[Records from a data collection]
====
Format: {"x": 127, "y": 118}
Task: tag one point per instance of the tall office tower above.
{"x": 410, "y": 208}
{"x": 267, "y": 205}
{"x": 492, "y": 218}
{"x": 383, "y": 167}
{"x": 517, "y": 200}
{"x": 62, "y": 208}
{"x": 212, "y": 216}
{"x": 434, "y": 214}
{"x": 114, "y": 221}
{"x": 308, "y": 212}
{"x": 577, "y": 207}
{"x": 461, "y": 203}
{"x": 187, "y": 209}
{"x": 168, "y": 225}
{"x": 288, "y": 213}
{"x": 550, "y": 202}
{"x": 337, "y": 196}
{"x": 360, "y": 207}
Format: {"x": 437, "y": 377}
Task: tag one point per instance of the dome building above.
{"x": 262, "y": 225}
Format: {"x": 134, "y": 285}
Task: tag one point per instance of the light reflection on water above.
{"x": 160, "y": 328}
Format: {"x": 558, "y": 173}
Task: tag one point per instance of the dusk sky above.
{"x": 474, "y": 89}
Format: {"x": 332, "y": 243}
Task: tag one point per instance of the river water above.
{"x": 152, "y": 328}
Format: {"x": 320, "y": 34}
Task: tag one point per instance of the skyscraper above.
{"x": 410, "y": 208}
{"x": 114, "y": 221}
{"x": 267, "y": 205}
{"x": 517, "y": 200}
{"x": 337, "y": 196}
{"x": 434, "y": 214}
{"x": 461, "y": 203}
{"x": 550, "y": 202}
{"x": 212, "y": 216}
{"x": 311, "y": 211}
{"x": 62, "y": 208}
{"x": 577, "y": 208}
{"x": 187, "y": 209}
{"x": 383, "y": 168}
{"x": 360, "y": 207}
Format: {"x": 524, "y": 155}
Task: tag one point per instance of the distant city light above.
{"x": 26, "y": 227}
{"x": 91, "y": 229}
====
**Your instructions**:
Write out every entry exactly as it appears.

**Task response**:
Format: {"x": 127, "y": 118}
Task: tag one point per instance of the tall office tower above.
{"x": 410, "y": 208}
{"x": 267, "y": 205}
{"x": 492, "y": 218}
{"x": 383, "y": 167}
{"x": 517, "y": 200}
{"x": 62, "y": 208}
{"x": 212, "y": 216}
{"x": 434, "y": 214}
{"x": 114, "y": 221}
{"x": 308, "y": 212}
{"x": 577, "y": 207}
{"x": 461, "y": 203}
{"x": 187, "y": 209}
{"x": 168, "y": 225}
{"x": 288, "y": 213}
{"x": 550, "y": 202}
{"x": 337, "y": 196}
{"x": 360, "y": 207}
Format: {"x": 437, "y": 377}
Task: tag one point per instance of the dome building above.
{"x": 262, "y": 225}
Format: {"x": 134, "y": 285}
Task: tag one point per instance of the light reflection on water above.
{"x": 160, "y": 328}
Format: {"x": 558, "y": 173}
Task: tag one point per instance of the dusk sky above.
{"x": 474, "y": 89}
Format: {"x": 332, "y": 243}
Task: tag one point per instance of the river water above.
{"x": 152, "y": 328}
Format: {"x": 320, "y": 34}
Task: tag one point per instance of the skyscraper above.
{"x": 410, "y": 208}
{"x": 114, "y": 221}
{"x": 267, "y": 205}
{"x": 517, "y": 200}
{"x": 337, "y": 196}
{"x": 434, "y": 214}
{"x": 461, "y": 203}
{"x": 550, "y": 202}
{"x": 212, "y": 216}
{"x": 311, "y": 211}
{"x": 62, "y": 208}
{"x": 577, "y": 208}
{"x": 187, "y": 209}
{"x": 383, "y": 168}
{"x": 360, "y": 207}
Format: {"x": 524, "y": 155}
Task: tag one point per instance of the distant city light above.
{"x": 26, "y": 227}
{"x": 91, "y": 229}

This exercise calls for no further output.